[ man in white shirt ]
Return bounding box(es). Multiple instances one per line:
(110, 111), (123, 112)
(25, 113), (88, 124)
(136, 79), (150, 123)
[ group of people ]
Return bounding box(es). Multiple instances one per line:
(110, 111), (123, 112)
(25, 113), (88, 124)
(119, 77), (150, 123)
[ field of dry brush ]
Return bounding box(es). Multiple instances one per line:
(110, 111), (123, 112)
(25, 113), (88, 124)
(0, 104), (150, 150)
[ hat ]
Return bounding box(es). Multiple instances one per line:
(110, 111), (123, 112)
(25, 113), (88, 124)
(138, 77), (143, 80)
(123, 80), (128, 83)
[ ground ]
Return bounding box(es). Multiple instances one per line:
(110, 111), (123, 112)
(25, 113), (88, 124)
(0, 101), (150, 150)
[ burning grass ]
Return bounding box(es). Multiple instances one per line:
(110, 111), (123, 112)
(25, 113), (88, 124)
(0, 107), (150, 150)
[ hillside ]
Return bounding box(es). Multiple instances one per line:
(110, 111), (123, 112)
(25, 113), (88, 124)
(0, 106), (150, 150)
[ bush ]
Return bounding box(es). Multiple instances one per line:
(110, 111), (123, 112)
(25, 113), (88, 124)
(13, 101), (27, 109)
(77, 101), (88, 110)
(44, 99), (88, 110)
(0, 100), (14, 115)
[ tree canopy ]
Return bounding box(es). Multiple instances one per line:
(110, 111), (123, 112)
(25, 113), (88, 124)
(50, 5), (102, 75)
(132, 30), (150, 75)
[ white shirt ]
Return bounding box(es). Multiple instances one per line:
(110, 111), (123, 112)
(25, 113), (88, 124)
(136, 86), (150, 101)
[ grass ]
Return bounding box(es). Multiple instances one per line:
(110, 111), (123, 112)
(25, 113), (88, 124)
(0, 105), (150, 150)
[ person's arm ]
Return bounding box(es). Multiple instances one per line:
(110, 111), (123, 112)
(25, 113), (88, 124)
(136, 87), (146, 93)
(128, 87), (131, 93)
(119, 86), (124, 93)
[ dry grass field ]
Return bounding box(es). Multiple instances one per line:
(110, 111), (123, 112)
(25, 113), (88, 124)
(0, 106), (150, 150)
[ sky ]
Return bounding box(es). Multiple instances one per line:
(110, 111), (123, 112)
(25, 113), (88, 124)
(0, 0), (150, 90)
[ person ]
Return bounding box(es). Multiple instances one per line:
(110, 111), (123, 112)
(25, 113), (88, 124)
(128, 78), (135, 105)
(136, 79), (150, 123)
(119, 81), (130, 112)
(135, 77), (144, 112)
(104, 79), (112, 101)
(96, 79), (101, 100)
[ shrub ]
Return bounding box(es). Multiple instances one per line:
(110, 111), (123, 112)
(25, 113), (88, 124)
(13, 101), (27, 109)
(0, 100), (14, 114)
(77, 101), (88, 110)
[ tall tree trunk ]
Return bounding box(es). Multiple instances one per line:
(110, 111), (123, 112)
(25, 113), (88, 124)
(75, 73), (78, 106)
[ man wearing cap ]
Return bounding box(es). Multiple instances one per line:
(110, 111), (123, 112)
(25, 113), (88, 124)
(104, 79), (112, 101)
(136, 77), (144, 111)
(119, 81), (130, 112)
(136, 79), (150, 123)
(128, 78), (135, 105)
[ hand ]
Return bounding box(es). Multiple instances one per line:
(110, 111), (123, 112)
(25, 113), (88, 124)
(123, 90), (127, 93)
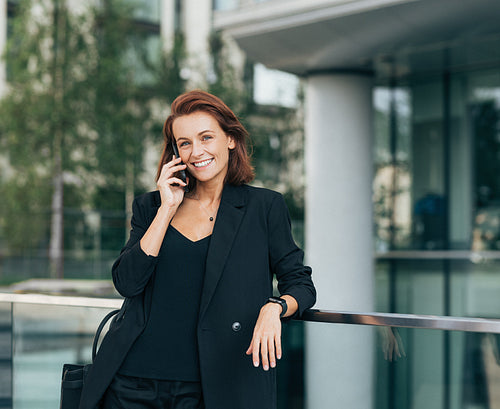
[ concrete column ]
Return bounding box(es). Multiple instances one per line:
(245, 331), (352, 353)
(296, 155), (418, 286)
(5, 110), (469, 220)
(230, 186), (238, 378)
(0, 0), (7, 98)
(305, 74), (374, 409)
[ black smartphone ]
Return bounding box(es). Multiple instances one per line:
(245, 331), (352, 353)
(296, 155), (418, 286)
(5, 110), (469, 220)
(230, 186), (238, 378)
(172, 138), (189, 193)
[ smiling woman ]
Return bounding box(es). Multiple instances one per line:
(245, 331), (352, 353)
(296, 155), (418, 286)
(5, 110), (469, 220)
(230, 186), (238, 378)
(80, 91), (316, 409)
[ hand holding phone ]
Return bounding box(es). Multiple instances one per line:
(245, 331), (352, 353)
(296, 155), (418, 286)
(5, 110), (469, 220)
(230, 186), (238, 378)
(172, 138), (189, 193)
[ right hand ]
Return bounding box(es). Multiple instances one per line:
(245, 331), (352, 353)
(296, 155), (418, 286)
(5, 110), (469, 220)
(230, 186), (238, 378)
(156, 157), (187, 208)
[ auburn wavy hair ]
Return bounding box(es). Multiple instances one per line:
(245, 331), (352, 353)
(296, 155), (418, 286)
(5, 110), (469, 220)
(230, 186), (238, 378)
(156, 90), (255, 189)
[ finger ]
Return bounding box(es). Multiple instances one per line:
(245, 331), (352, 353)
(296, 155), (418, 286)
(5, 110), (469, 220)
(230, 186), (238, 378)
(170, 163), (187, 173)
(260, 337), (269, 371)
(167, 178), (187, 186)
(252, 339), (260, 368)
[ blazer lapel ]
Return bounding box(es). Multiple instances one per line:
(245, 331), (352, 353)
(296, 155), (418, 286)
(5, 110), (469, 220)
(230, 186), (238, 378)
(200, 185), (245, 321)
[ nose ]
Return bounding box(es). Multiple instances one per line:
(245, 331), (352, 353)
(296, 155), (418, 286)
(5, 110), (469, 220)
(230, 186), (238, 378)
(191, 140), (203, 158)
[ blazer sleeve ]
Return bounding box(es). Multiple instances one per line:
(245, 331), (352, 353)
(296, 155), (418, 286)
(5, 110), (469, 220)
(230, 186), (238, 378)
(268, 194), (316, 316)
(111, 196), (158, 297)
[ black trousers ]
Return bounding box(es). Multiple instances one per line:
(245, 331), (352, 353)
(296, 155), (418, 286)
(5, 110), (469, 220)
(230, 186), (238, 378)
(102, 374), (205, 409)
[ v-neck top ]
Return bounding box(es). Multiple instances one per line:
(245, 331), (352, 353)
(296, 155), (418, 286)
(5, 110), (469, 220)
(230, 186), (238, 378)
(119, 226), (211, 381)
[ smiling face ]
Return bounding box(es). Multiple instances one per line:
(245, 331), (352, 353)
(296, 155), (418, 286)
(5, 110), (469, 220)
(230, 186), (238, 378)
(172, 111), (235, 188)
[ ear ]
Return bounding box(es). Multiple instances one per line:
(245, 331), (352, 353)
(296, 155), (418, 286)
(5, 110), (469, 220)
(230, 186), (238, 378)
(227, 136), (236, 150)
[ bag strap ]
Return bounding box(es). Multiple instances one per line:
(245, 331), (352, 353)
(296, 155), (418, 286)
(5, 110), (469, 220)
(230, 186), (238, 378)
(92, 310), (121, 362)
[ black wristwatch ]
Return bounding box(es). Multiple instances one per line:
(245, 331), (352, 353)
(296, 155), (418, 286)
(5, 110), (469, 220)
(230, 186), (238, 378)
(267, 297), (288, 318)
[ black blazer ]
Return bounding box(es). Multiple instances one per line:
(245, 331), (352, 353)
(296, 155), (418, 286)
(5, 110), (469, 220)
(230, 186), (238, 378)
(80, 185), (316, 409)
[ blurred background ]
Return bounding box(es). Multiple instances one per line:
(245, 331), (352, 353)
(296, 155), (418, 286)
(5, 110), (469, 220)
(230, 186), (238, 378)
(0, 0), (500, 409)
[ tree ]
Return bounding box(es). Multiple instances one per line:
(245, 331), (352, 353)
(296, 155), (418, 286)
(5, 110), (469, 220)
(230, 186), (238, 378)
(0, 0), (175, 277)
(0, 0), (95, 277)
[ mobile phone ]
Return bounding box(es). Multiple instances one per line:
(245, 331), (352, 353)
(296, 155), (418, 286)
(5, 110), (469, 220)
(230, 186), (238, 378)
(172, 138), (189, 193)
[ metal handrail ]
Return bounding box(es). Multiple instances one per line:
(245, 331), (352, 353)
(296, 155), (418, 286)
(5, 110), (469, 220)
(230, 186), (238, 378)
(0, 293), (500, 334)
(301, 310), (500, 334)
(0, 293), (123, 308)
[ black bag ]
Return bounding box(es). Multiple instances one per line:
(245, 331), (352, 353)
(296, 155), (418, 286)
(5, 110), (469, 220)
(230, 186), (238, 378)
(59, 310), (120, 409)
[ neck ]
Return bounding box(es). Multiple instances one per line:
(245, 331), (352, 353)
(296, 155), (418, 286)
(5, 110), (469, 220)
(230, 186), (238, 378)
(194, 182), (224, 205)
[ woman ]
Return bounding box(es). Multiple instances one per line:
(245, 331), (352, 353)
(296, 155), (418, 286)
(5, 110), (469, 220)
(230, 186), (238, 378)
(80, 91), (316, 409)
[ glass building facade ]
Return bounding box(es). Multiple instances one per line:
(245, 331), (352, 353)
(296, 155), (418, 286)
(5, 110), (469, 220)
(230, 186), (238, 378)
(373, 32), (500, 408)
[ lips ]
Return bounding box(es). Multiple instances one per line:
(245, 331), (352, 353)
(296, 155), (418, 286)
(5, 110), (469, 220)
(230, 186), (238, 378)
(193, 158), (214, 168)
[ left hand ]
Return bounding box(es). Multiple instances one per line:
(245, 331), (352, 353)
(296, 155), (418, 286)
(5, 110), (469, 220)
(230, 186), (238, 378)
(246, 303), (282, 371)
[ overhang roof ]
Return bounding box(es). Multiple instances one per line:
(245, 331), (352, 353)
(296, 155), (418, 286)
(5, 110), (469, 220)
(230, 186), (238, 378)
(214, 0), (500, 75)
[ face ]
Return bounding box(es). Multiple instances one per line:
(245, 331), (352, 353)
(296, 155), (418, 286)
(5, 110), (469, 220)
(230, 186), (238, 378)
(172, 111), (235, 183)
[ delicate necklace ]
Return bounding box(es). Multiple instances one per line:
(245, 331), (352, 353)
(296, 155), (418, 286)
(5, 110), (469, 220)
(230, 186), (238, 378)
(194, 195), (218, 222)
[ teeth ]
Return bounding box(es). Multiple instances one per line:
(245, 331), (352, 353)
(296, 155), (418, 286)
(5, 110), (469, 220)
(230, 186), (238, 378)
(193, 159), (212, 168)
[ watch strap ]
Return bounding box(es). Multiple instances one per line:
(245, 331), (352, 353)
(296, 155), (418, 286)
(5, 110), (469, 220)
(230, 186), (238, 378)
(267, 297), (288, 318)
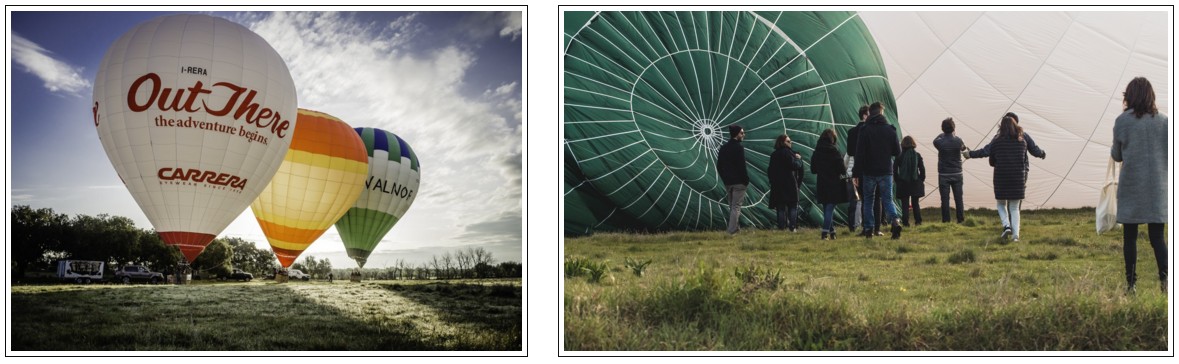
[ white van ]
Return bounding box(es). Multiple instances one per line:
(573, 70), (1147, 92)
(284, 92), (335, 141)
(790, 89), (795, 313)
(58, 260), (106, 284)
(286, 270), (311, 280)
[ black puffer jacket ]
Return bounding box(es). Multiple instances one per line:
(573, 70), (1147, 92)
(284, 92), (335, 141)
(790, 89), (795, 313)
(811, 140), (848, 204)
(765, 147), (803, 209)
(970, 137), (1028, 200)
(934, 133), (964, 174)
(854, 114), (901, 176)
(893, 148), (924, 198)
(717, 139), (749, 186)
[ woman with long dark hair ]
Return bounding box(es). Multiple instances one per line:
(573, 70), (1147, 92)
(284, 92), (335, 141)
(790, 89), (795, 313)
(1109, 77), (1171, 293)
(967, 117), (1028, 241)
(765, 134), (803, 232)
(811, 128), (848, 240)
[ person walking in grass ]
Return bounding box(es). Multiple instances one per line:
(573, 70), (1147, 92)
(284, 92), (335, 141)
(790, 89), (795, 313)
(843, 105), (880, 232)
(811, 128), (848, 240)
(717, 124), (749, 236)
(934, 118), (966, 224)
(765, 134), (803, 232)
(855, 102), (902, 239)
(962, 117), (1028, 241)
(1109, 77), (1171, 293)
(893, 135), (926, 227)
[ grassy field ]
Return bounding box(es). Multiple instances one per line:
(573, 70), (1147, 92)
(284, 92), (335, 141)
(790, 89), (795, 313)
(564, 209), (1173, 351)
(9, 279), (522, 351)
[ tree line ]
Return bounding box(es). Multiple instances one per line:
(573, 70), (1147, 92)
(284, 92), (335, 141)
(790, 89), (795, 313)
(335, 246), (523, 279)
(11, 205), (278, 278)
(11, 205), (522, 279)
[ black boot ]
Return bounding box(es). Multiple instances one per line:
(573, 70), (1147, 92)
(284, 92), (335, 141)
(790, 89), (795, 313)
(1126, 271), (1138, 294)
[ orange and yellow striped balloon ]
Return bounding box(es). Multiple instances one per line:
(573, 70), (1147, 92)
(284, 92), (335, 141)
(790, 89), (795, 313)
(250, 108), (368, 267)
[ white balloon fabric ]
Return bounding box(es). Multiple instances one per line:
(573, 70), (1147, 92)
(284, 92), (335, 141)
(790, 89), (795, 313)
(92, 14), (296, 262)
(861, 11), (1171, 210)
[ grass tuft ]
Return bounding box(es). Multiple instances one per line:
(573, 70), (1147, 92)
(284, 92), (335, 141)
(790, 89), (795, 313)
(562, 209), (1168, 351)
(946, 249), (974, 264)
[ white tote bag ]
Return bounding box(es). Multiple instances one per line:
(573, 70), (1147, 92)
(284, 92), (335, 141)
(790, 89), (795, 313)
(1096, 158), (1120, 234)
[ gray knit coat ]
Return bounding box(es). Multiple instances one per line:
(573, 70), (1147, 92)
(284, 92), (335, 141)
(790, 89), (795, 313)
(1109, 110), (1171, 224)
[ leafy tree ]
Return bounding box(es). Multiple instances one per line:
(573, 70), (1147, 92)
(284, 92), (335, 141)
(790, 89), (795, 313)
(225, 238), (278, 276)
(65, 213), (143, 266)
(11, 205), (70, 278)
(137, 230), (184, 273)
(192, 238), (233, 276)
(496, 262), (523, 278)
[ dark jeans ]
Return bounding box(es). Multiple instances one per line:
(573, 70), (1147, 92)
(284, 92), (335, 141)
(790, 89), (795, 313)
(859, 177), (884, 232)
(901, 196), (921, 226)
(848, 194), (863, 230)
(775, 203), (798, 229)
(1121, 223), (1167, 285)
(937, 174), (966, 223)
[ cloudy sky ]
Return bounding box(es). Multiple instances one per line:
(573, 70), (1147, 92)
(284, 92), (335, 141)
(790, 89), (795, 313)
(7, 8), (523, 267)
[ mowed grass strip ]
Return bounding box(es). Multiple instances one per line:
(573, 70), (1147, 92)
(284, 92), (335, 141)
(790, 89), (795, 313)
(564, 209), (1168, 351)
(11, 279), (522, 351)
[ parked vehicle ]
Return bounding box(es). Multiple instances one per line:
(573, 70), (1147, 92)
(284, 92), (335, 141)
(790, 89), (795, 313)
(114, 265), (164, 284)
(286, 270), (311, 280)
(225, 269), (253, 282)
(58, 260), (106, 284)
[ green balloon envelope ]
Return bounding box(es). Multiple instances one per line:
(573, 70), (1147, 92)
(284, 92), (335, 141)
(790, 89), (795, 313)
(564, 12), (898, 234)
(336, 127), (421, 267)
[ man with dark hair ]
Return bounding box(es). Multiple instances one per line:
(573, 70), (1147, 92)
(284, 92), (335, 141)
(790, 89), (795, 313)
(934, 118), (966, 224)
(843, 105), (868, 232)
(717, 124), (749, 236)
(855, 102), (901, 239)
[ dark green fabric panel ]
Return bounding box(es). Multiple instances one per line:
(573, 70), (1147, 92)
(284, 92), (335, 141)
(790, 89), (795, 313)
(564, 12), (896, 232)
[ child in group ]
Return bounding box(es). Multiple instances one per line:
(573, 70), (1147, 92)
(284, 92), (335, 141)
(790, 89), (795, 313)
(893, 135), (926, 227)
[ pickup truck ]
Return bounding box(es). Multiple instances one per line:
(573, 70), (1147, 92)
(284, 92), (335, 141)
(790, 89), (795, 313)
(58, 260), (105, 284)
(286, 266), (311, 280)
(225, 269), (253, 282)
(114, 265), (164, 284)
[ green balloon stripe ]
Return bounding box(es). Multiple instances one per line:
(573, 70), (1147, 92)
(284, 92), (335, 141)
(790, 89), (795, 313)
(336, 207), (397, 265)
(562, 12), (896, 234)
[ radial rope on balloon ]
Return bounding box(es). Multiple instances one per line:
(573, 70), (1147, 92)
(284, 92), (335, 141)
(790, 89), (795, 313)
(562, 12), (896, 233)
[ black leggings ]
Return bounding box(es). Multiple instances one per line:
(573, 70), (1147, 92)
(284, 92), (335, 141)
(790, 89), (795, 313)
(1121, 223), (1167, 284)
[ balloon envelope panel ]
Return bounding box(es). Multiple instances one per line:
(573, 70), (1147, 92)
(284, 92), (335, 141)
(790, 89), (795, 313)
(336, 127), (421, 267)
(250, 108), (368, 267)
(92, 14), (297, 257)
(861, 9), (1172, 210)
(564, 12), (896, 233)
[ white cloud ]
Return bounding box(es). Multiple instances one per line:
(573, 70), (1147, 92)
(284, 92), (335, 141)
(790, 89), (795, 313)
(500, 12), (523, 40)
(243, 13), (522, 253)
(12, 34), (91, 97)
(460, 12), (523, 41)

_SHORT TASK_. Rewrite the records beginning at the line that has "[ child in group ]" and stopping after the line that has "(562, 12), (896, 234)", replacing "pickup truck" with "delivery van" and leaving every other part unchanged.

_PROBLEM SOLUTION_.
[ child in group ]
Return bounding box(es). Multiple instances one per line:
(573, 70), (1147, 92)
(284, 92), (335, 141)
(790, 89), (795, 313)
(893, 135), (926, 227)
[ delivery van ]
Return bounding box(es). Multiple instances one per line:
(573, 70), (1147, 92)
(284, 92), (335, 141)
(790, 89), (795, 313)
(58, 260), (105, 284)
(286, 266), (311, 280)
(225, 269), (253, 282)
(114, 265), (164, 284)
[ green balloon stripe ]
Return bounding box(es). Multiple instances one per line:
(573, 70), (1147, 92)
(284, 92), (335, 141)
(790, 89), (795, 313)
(336, 207), (397, 265)
(562, 12), (896, 234)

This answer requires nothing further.